◆ **BRIEF**:
From the listing below, pull out every line that contains the word "bounding" and copy each of those lines in full.

[Start LISTING]

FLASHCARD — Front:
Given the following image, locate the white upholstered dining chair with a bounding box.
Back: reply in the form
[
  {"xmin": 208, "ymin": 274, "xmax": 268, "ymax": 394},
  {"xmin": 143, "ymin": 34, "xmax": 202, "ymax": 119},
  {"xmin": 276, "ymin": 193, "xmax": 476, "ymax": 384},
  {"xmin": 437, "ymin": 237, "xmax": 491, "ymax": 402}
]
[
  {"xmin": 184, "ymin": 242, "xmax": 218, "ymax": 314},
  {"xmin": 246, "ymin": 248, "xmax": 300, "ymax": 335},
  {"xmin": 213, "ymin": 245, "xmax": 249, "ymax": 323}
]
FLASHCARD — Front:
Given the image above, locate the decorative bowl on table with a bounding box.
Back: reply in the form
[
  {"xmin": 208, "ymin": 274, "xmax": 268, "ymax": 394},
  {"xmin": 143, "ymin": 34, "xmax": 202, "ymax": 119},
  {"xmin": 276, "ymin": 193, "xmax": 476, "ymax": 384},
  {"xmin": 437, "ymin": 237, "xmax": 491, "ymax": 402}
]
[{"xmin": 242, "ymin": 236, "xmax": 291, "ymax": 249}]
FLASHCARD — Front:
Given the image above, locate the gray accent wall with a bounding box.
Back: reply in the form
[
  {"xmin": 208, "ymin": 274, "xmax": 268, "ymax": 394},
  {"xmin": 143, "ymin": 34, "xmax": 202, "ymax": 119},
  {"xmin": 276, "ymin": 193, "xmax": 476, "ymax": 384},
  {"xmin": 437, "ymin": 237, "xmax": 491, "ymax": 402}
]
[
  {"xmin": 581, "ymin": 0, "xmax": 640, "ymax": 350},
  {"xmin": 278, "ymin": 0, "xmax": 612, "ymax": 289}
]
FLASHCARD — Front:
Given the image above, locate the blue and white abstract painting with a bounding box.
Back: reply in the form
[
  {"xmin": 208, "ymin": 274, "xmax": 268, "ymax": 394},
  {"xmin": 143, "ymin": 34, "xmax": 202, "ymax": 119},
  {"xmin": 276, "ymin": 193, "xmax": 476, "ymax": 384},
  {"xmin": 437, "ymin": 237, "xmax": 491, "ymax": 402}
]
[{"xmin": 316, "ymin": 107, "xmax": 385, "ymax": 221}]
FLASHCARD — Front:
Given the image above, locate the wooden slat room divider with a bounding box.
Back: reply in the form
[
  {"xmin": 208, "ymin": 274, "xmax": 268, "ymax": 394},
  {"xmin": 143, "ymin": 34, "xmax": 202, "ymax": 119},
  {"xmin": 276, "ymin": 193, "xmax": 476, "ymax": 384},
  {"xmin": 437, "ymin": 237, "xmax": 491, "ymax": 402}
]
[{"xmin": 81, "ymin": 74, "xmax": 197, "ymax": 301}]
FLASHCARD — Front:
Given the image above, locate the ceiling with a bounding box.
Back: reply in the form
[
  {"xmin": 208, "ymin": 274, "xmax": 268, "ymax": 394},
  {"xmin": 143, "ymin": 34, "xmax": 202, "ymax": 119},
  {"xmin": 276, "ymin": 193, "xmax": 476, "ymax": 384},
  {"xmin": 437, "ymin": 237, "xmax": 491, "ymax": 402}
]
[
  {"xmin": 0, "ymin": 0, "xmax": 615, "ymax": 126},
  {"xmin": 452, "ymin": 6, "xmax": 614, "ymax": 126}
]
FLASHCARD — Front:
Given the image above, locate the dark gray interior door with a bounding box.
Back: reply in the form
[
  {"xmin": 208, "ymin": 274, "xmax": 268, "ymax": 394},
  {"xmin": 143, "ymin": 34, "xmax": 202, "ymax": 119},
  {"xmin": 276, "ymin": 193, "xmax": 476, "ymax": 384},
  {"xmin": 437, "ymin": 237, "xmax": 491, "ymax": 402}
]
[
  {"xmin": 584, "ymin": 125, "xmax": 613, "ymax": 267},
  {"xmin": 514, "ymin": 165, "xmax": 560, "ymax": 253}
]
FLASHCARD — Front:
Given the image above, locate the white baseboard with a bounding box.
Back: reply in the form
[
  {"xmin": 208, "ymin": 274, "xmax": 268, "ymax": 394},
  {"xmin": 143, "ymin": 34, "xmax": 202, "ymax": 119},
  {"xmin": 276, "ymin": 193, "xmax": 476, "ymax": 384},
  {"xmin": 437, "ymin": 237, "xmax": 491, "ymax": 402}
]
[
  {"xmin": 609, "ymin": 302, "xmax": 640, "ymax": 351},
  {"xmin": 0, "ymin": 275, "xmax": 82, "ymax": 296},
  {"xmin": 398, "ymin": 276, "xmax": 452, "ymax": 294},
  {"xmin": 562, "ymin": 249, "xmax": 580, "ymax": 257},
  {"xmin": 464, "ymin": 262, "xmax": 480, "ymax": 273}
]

[End LISTING]

◆ **EXPECTED ANSWER**:
Given the following image, locate the white upholstered dining chair with a bounding box.
Given the image above, locate the decorative bowl on table with a bounding box.
Given the image above, locate the gray accent wall with a bounding box.
Given the image above, locate the blue and white abstract painting with a bounding box.
Given the image above, locate the wooden slat room divider with a bounding box.
Given the image above, locate the ceiling with a bounding box.
Given the image above, locate the dark gray interior door with a bounding box.
Given the image above, locate the white baseboard with a bounding box.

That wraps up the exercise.